Working data:
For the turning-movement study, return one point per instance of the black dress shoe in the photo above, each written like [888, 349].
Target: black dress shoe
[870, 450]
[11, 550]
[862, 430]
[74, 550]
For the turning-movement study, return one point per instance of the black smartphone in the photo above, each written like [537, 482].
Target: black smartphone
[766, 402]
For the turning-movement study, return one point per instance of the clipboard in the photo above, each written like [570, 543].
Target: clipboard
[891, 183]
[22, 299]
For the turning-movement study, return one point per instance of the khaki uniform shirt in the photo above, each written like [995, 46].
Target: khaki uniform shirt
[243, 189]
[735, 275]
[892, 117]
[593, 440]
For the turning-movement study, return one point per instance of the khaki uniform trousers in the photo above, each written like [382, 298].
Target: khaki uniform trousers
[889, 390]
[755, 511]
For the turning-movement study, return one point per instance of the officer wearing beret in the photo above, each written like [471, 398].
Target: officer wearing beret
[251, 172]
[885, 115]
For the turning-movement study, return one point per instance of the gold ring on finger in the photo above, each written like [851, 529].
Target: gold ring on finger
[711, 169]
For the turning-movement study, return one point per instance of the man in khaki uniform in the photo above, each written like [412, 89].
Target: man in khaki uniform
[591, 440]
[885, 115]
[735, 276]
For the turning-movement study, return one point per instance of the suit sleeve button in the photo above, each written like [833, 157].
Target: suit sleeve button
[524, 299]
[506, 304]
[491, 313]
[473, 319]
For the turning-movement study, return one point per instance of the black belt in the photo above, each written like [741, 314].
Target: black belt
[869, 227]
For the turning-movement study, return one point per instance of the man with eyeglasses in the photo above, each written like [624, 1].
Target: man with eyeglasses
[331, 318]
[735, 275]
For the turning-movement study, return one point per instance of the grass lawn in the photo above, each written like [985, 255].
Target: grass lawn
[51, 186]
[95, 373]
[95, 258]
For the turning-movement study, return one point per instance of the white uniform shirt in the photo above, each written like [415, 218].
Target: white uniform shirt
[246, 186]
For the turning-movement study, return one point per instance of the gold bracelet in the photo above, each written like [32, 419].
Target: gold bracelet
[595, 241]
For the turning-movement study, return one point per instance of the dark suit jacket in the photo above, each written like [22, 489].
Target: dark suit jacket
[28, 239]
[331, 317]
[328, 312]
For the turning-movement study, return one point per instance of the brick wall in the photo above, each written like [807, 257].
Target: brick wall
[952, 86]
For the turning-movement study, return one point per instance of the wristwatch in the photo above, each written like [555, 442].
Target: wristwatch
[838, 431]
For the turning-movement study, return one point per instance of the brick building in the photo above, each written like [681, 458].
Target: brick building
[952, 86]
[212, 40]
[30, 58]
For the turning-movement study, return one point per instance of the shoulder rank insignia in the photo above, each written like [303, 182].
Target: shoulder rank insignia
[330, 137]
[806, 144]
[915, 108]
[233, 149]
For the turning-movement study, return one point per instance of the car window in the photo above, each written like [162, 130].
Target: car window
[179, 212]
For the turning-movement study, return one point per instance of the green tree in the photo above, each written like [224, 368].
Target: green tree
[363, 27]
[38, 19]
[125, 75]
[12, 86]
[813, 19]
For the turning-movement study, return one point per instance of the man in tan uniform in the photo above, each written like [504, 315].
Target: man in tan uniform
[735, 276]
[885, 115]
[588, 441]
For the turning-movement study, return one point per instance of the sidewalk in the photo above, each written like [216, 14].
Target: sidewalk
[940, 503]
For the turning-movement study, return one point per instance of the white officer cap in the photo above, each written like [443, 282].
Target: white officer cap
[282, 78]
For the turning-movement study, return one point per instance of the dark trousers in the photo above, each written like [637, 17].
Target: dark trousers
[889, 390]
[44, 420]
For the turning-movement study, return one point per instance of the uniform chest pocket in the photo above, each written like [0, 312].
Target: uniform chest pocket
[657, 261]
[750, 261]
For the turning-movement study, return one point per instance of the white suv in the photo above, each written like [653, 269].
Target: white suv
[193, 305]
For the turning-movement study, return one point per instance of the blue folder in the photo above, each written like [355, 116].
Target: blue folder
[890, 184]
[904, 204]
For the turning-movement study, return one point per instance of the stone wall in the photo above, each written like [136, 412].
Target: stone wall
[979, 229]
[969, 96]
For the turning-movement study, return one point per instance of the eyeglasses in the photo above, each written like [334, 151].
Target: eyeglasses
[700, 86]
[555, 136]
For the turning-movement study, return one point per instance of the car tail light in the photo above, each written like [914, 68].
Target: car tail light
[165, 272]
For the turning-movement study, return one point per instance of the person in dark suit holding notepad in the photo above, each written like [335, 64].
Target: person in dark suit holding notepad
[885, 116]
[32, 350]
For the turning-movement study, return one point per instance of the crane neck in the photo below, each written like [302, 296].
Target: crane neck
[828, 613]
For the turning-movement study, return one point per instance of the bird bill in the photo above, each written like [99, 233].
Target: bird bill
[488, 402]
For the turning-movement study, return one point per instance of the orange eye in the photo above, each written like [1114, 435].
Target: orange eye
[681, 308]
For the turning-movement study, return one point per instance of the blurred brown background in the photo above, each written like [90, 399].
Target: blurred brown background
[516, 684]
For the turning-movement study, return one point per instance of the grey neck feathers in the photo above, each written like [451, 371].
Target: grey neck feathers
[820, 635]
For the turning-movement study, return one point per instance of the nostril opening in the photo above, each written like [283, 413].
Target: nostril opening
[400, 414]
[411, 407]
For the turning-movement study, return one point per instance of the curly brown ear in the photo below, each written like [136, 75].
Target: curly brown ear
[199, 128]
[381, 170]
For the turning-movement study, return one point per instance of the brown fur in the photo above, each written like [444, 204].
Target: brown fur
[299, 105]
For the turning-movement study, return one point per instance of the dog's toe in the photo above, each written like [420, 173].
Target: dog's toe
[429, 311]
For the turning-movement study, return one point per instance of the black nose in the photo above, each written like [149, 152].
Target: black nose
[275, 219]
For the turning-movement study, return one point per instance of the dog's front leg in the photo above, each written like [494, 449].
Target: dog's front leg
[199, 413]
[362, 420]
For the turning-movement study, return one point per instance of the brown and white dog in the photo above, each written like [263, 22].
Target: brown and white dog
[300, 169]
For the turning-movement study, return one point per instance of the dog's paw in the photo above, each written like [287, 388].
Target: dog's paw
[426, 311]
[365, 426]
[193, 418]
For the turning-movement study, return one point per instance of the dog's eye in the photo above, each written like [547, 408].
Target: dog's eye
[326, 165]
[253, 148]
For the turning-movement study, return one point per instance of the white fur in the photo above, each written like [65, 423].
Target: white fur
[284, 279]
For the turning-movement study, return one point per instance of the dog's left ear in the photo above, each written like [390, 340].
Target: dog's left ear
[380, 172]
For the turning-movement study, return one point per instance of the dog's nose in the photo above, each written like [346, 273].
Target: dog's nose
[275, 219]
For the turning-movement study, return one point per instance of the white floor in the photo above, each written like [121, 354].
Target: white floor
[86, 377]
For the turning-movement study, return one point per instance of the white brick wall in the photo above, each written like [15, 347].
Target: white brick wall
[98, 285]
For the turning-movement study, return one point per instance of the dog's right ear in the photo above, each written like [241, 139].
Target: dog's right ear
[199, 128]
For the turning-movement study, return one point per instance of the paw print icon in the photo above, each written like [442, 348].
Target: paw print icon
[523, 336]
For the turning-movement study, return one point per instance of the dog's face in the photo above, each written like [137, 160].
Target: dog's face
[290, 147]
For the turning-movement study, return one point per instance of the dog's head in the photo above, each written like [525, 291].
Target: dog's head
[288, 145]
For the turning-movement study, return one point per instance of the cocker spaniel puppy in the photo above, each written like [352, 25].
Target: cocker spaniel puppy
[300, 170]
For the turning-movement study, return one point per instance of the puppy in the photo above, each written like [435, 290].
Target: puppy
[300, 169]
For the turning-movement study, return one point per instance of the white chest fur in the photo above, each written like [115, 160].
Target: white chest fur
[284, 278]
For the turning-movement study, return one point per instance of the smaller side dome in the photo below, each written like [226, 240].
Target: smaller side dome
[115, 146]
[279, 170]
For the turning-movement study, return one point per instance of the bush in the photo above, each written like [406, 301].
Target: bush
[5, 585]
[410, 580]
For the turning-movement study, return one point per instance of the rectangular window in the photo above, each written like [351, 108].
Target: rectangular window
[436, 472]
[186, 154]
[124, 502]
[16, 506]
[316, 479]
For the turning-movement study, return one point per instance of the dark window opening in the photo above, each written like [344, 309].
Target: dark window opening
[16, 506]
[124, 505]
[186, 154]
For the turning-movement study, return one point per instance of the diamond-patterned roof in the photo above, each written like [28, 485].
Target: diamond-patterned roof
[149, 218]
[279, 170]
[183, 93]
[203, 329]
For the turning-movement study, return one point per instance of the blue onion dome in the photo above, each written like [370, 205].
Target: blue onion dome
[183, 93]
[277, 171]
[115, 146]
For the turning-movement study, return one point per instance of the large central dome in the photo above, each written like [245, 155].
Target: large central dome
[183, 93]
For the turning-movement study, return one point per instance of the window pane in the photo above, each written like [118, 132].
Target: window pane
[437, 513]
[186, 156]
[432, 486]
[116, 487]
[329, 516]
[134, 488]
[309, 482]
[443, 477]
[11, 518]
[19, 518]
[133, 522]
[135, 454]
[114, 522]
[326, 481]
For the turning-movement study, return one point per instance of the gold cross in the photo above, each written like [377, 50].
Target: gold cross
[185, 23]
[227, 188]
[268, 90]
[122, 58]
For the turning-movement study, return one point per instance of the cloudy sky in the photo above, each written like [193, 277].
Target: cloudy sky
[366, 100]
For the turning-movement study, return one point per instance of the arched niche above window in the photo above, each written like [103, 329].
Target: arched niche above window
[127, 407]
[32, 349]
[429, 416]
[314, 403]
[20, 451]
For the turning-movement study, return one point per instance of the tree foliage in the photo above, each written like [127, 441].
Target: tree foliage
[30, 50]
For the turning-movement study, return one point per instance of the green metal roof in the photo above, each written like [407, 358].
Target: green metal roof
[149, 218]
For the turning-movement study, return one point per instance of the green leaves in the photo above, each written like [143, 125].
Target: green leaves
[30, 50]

Stated goal: Repeat exactly, and only, the lines from the line with "like [103, 329]." through the end of the listing above, both ends included.

Solution for this task:
For the turning-movement study, return one point per instance of the arched niche above window in the photo above, each written like [103, 329].
Target: arched niche above window
[127, 407]
[32, 349]
[429, 416]
[314, 403]
[20, 451]
For the turning-movement study, return one point per instance of the tree foliage in the photo above, each written like [127, 441].
Target: tree foliage
[30, 50]
For the turning-movement study, return one point per instance of the green metal roof in the photo above, each written like [407, 358].
Target: green metal roof
[149, 218]
For the turning-movement study, return one point per instance of the green leaves in the photo above, each written like [143, 125].
Target: green leaves
[30, 50]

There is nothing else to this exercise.